EJERCICIO 1
Extrae todas las líneas de las entradas que contengan la cadena "white", teniendo en cuenta mayúsculas y minúsculas.

TEXTO MOSTRADO
══════════

Así la crisis peruana se empantana, sin políticos, sin partidos, sin líderes, sin mediadores. La crisis del 2001 pudo salvarse porque había liderazgos que permitieron que Valentín Paniagua liderara la transición política hacia unas elecciones generales que dieron a Alejandro Toledo como ganador. El 2023 nos encuentra sin líderes políticos que hagan digerible la transición, con un parlamento infantil y decadente, que ha prologado el debate de adelanto de elecciones hasta el extremo de la indignante exasperación, que habite en otra dimensión, con fórmulas irreconciliables, donde la Asamblea Constituyente ha planeado otra vez.

══════════

Entradas almacenadas
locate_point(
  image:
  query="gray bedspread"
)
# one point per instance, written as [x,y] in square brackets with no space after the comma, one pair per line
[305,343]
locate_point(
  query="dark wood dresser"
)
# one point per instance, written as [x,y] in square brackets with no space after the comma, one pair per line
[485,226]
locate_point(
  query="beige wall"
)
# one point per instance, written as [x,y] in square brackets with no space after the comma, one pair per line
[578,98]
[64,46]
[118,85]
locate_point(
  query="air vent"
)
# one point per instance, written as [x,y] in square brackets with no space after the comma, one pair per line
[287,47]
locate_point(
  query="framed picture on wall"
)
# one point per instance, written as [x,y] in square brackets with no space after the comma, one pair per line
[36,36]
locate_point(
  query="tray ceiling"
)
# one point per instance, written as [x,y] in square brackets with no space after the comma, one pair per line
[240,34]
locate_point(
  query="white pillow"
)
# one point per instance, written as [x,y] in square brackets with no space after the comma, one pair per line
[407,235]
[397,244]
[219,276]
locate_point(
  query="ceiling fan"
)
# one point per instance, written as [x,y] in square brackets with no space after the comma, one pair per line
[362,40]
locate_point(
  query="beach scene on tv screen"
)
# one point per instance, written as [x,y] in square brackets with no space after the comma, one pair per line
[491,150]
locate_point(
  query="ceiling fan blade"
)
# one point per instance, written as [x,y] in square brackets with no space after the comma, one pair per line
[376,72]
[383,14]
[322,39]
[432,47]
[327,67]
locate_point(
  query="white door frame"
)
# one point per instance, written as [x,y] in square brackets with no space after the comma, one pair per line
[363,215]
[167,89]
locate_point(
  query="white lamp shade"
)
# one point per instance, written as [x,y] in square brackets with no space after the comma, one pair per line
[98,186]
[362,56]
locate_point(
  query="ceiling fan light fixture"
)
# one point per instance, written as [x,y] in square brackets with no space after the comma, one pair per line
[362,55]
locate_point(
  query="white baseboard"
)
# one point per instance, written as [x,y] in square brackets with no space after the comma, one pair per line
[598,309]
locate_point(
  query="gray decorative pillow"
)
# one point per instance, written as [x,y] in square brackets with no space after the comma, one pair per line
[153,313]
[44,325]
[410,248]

══════════

EJERCICIO 2
Vuelve a teclear completo el texto sobre la crisis peruana, sin cambiar nada.

RESPUESTA ESCRITA 1
  query="white pillow"
  query="white door frame"
  query="white lamp shade"
  query="white baseboard"

RESPUESTA ESCRITA 2
Así la crisis peruana se empantana, sin políticos, sin partidos, sin líderes, sin mediadores. La crisis del 2001 pudo salvarse porque había liderazgos que permitieron que Valentín Paniagua liderara la transición política hacia unas elecciones generales que dieron a Alejandro Toledo como ganador. El 2023 nos encuentra sin líderes políticos que hagan digerible la transición, con un parlamento infantil y decadente, que ha prologado el debate de adelanto de elecciones hasta el extremo de la indignante exasperación, que habite en otra dimensión, con fórmulas irreconciliables, donde la Asamblea Constituyente ha planeado otra vez.